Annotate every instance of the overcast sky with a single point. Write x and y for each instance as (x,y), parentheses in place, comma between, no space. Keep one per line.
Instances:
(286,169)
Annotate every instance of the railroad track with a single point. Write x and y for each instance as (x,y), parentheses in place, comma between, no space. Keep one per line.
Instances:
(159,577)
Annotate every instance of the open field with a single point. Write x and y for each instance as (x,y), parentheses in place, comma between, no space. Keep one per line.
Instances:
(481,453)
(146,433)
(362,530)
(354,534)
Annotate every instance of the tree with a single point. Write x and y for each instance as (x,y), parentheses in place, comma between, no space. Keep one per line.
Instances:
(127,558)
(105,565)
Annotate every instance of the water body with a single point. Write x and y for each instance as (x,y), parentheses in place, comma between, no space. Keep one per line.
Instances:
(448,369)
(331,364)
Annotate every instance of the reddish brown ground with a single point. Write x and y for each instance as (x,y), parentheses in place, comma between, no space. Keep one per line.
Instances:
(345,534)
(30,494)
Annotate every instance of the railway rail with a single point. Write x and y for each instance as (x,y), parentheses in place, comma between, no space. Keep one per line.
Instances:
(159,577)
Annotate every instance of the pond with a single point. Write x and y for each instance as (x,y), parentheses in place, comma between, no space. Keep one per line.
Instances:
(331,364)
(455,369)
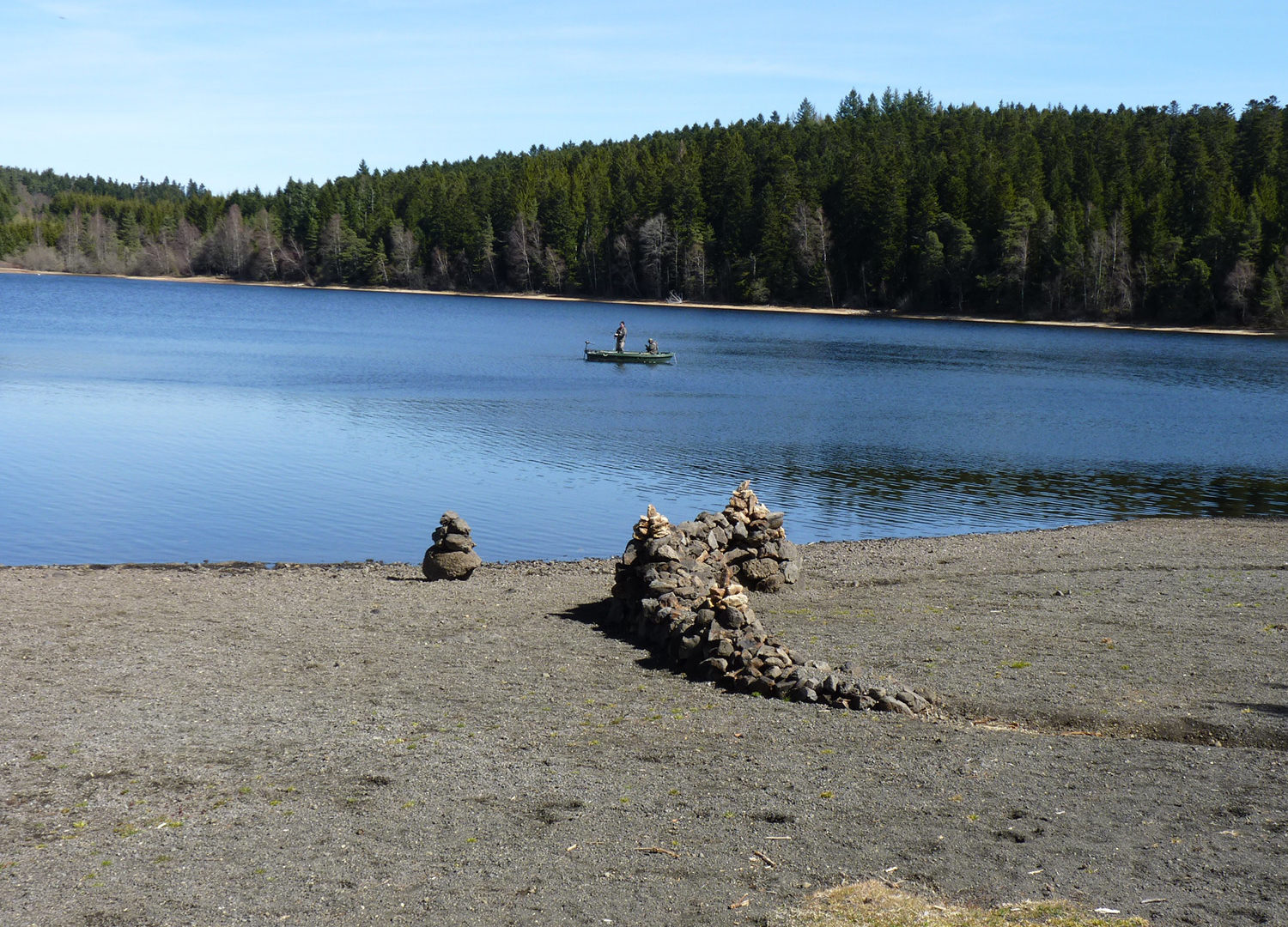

· · · ·

• Задание: Можете дословно процитировать все пункты выше, от первого до последнего, не включая в ответ изображения?

• Готовый ответ:
Annotate every instance of the overcast sky with a single point. Write x and y for each instance as (x,y), parentheses in place, comma between, no space. Keep one per line.
Instances:
(286,169)
Annotate every instance of the railroad track with a single point. Write x and y for each instance as (x,y), parentheses in place, comma between, no space. Keep one per line.
Instances:
(159,577)
Annotate every instance of the open field with a single point. Write x and y for each instance as (x,y), parentheses in place, comma between, no space. Keep one per line.
Instances:
(481,453)
(146,433)
(362,530)
(354,534)
Annotate every instance of the tree with a single point. Write x and y for each instance as (x,y), parentheses in place, comma between, no space. Keep one per line.
Instances:
(127,558)
(105,565)
Annotate every instance of the water body with a single point. Write x and y for each instance as (x,y), parentheses in place, comma between, no space. Keep one per line.
Instances:
(448,369)
(331,364)
Annotate every instance of the reddish brown ground with a single point. Write x and y for each instance as (x,y), parentheses in place, comma between, no space. Keep one per line.
Instances:
(345,534)
(30,494)
Annotate every instance of the railway rail with a single point. Write x and y for each instance as (x,y), parentheses in place, comma between, no space. Keep one per line.
Instances:
(159,577)
Annotate every instance of the pond with a single point. Write x and y for each instance as (x,y), parentheses in place, comma between, no space. Keep one per line.
Instances:
(331,364)
(455,369)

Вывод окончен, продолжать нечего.